题目:
列出下列材料中含有字符串“plank”的所有行，并逐行照原文抄录。

提取数据:
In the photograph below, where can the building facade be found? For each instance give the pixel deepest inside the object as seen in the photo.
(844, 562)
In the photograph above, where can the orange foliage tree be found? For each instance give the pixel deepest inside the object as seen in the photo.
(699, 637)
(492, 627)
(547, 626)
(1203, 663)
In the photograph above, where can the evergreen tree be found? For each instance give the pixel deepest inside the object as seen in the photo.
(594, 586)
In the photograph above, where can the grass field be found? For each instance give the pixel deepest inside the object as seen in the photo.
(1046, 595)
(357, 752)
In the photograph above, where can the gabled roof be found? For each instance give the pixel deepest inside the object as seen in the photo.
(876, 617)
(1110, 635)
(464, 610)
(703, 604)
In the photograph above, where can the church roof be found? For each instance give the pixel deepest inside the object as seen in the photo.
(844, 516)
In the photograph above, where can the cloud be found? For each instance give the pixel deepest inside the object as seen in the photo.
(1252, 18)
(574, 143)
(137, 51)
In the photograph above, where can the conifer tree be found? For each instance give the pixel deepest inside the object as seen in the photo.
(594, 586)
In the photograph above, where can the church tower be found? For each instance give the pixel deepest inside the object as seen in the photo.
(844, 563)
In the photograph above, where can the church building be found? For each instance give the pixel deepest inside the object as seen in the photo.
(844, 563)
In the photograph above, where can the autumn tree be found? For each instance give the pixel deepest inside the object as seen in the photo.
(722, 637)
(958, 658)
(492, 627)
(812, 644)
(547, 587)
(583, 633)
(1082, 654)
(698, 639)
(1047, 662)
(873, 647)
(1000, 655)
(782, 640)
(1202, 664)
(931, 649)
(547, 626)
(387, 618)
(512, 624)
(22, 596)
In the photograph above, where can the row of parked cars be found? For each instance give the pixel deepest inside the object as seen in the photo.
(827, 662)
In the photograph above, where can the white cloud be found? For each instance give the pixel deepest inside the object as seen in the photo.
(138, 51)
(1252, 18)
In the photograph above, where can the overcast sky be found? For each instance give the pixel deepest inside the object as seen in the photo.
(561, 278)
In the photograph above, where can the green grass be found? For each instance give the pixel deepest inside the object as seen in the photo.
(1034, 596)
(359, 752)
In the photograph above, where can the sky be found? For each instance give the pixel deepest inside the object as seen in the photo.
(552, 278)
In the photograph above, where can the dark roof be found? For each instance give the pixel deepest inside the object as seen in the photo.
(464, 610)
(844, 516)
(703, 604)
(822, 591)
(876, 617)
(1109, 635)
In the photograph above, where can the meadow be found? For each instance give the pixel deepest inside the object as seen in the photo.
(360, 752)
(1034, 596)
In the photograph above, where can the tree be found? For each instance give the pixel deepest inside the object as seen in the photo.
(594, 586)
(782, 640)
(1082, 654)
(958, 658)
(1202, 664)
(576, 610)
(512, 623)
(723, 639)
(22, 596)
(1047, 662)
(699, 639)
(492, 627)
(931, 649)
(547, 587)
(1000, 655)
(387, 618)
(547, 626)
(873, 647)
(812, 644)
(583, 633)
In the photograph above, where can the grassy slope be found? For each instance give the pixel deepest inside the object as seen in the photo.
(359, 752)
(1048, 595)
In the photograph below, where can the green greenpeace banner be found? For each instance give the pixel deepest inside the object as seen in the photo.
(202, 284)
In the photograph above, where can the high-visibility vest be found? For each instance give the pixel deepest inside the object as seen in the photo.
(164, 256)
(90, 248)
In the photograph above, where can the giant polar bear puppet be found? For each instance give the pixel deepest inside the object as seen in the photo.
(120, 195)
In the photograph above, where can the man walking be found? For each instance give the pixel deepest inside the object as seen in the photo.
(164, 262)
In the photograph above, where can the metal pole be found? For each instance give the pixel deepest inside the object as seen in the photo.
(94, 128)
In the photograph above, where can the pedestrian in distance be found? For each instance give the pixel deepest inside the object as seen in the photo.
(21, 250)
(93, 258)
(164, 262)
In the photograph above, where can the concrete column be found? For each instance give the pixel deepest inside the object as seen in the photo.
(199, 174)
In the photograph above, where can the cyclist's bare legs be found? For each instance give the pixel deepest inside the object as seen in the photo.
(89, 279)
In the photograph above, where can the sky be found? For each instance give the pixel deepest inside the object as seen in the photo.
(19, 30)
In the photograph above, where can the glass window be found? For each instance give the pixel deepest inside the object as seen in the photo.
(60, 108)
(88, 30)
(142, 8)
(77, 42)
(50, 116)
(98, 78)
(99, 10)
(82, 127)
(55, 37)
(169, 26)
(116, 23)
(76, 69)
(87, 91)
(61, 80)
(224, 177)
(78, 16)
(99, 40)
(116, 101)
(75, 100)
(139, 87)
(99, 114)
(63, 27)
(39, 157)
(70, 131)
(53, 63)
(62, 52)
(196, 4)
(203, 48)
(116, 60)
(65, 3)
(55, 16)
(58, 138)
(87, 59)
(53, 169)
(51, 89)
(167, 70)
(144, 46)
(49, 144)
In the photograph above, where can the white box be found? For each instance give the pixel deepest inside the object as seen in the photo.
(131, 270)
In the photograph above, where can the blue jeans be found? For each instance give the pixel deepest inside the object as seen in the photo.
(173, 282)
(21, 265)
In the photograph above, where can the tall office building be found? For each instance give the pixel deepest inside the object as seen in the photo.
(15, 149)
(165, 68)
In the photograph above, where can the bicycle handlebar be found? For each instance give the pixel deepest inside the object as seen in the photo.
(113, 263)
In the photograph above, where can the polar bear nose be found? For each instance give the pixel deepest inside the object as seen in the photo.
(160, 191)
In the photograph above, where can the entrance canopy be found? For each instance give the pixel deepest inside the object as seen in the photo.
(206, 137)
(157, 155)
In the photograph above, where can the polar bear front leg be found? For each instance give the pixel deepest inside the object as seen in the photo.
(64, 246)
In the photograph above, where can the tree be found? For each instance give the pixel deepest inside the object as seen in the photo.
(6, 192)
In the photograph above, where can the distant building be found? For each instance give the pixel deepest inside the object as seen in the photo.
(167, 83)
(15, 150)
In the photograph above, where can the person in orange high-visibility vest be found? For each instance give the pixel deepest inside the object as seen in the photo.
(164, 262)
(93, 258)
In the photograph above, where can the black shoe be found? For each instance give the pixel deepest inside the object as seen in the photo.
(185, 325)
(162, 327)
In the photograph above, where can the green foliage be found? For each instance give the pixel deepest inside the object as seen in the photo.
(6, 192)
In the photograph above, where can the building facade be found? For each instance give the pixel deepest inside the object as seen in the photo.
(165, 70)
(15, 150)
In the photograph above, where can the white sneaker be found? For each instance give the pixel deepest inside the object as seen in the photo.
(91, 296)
--
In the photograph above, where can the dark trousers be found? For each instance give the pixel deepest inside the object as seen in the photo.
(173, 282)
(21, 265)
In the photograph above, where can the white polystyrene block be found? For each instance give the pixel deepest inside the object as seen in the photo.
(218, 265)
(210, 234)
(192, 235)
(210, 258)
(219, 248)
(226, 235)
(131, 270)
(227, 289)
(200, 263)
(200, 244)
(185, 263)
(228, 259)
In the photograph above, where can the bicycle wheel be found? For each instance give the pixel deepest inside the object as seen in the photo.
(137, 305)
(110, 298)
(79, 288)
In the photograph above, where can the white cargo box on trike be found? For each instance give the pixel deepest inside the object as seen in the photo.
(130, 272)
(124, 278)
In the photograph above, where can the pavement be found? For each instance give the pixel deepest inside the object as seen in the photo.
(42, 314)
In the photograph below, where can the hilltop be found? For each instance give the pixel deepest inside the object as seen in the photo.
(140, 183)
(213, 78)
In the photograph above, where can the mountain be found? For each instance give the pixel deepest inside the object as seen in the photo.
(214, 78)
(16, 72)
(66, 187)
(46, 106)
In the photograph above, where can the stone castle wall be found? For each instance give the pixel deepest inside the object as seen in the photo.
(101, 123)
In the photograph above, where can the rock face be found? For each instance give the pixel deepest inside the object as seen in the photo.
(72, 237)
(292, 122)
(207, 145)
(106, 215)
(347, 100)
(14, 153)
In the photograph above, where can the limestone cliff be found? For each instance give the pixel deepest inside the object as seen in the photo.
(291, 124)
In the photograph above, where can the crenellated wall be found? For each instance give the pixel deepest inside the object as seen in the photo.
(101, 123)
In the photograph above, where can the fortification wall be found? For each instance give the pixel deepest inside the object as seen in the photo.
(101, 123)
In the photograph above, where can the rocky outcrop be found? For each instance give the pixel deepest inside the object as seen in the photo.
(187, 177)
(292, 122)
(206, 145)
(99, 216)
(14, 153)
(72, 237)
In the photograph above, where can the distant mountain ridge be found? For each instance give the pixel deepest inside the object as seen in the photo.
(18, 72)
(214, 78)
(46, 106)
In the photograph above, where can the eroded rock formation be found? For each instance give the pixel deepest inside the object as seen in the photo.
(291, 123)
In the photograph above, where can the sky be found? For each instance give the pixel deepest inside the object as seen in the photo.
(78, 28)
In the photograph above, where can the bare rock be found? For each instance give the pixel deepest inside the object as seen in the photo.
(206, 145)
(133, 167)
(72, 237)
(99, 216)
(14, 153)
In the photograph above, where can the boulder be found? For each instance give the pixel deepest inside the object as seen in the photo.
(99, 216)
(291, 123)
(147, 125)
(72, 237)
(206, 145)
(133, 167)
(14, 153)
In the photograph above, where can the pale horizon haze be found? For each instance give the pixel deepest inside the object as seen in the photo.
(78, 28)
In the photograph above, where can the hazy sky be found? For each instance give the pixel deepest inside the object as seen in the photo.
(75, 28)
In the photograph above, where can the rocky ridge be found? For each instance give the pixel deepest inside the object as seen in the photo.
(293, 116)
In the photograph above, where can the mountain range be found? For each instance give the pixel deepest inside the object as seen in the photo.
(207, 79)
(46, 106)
* * *
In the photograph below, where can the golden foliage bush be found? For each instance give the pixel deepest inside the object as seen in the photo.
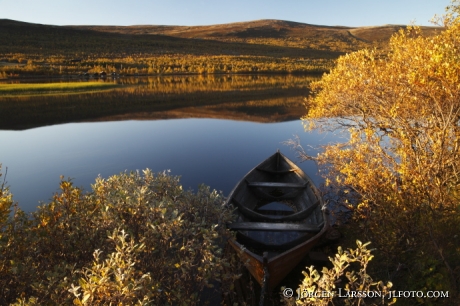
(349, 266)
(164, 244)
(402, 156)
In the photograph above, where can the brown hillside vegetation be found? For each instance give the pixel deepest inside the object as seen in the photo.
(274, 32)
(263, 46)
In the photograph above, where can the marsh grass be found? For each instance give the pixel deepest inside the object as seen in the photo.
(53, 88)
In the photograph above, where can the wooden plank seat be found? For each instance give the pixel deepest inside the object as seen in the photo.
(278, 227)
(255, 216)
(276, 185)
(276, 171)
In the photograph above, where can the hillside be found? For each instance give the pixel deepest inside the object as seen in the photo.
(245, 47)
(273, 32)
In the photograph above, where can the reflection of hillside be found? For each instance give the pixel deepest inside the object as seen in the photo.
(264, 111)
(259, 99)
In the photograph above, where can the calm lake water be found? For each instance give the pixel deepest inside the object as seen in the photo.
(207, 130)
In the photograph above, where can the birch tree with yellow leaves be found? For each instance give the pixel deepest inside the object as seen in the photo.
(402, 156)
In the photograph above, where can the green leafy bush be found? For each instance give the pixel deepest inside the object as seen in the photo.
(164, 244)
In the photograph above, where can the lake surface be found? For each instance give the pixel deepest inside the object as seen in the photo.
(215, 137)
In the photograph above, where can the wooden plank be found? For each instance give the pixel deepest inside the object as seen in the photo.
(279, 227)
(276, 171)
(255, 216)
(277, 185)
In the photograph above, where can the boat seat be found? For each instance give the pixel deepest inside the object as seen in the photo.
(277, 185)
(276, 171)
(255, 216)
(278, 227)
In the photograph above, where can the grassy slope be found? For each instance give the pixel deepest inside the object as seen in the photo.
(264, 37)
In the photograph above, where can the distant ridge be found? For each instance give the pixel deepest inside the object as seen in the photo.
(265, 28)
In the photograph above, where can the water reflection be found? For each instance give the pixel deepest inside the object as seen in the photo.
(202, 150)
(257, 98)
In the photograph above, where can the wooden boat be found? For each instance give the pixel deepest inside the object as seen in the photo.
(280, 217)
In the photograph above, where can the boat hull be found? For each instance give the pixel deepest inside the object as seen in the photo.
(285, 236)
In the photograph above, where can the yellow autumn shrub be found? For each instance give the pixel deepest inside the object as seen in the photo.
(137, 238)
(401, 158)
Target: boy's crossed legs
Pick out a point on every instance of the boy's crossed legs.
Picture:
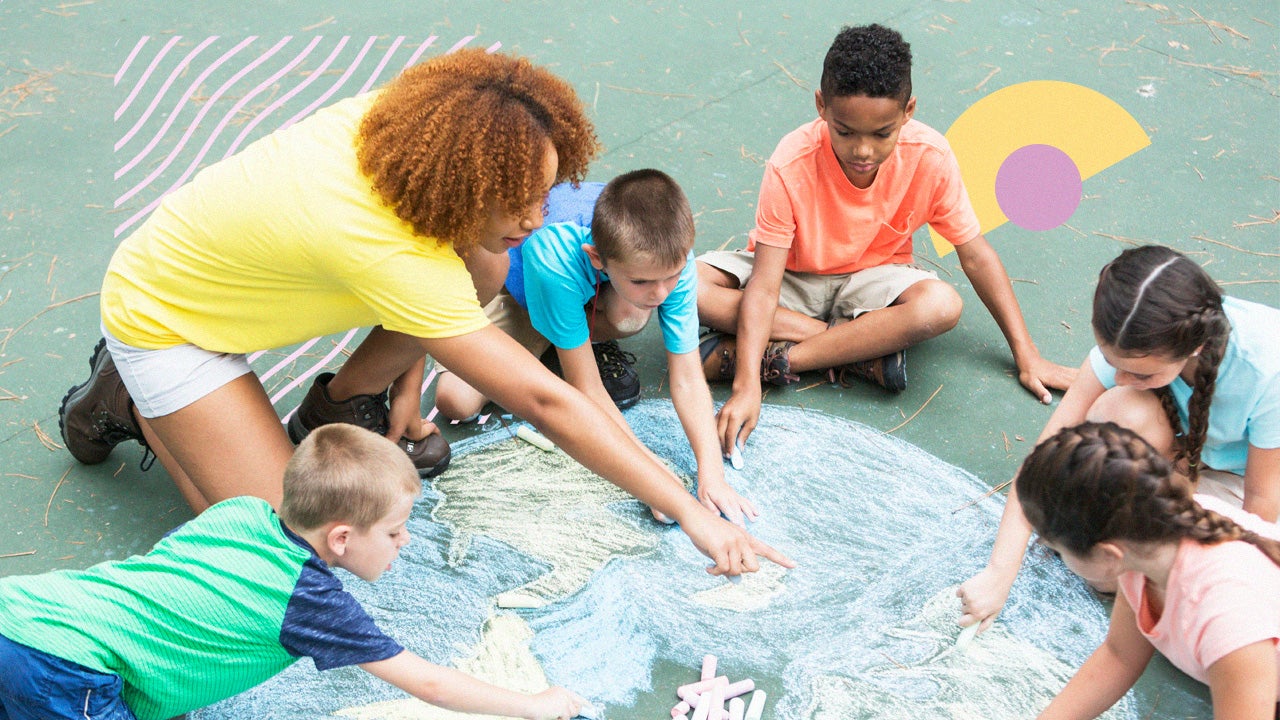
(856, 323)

练习答案:
In the photograph above, where can the wooden plank seat be found? For each instance give the pixel deepest inside the object as seen in the photo.
In the photograph above, where can the wooden plank be found? For each instance give the pixel deepest inside the object as seen in the photo.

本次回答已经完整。